Provided information:
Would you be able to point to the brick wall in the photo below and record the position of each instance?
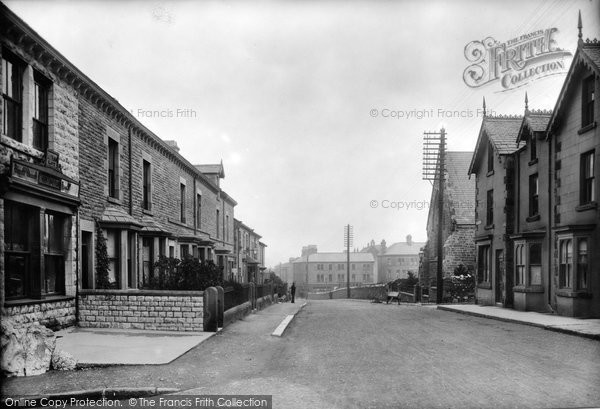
(149, 310)
(52, 314)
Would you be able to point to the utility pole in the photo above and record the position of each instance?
(434, 167)
(348, 235)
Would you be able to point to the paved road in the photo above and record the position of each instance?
(354, 354)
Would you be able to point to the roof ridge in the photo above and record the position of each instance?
(507, 116)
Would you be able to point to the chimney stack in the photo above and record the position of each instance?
(173, 145)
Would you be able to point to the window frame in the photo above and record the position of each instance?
(489, 209)
(588, 96)
(574, 266)
(41, 111)
(587, 181)
(534, 192)
(146, 185)
(18, 67)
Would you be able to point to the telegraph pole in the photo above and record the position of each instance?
(348, 235)
(434, 167)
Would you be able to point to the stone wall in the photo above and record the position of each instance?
(52, 314)
(149, 310)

About this task: In your transcription of the listing above, match each line exactly and include no pictures.

Result of this exercise:
Would you be able to point to the brick wall in the photo below and record the position of each instance?
(149, 310)
(52, 314)
Would you be able to point to the utility pole in the photo above and record the position of each instance?
(434, 167)
(348, 235)
Would you be able to point to the paved road in the photo above and record the position of each instance?
(354, 354)
Would you be able to point to the roof ridge in the photo above and record the position of each instance?
(507, 116)
Would you be able to point to the chimney stack in the photo above and record the position of each instance?
(173, 145)
Would you be able to point to the window frame in the photo above and record the position of each instance?
(489, 209)
(588, 96)
(574, 266)
(41, 111)
(587, 181)
(534, 192)
(146, 185)
(18, 67)
Would you be able to point to the telegraph pole in the photo above and record the position of each instance?
(348, 235)
(434, 167)
Would you be able to point to the stone wall in the photo above and record the position of each instance?
(52, 314)
(149, 310)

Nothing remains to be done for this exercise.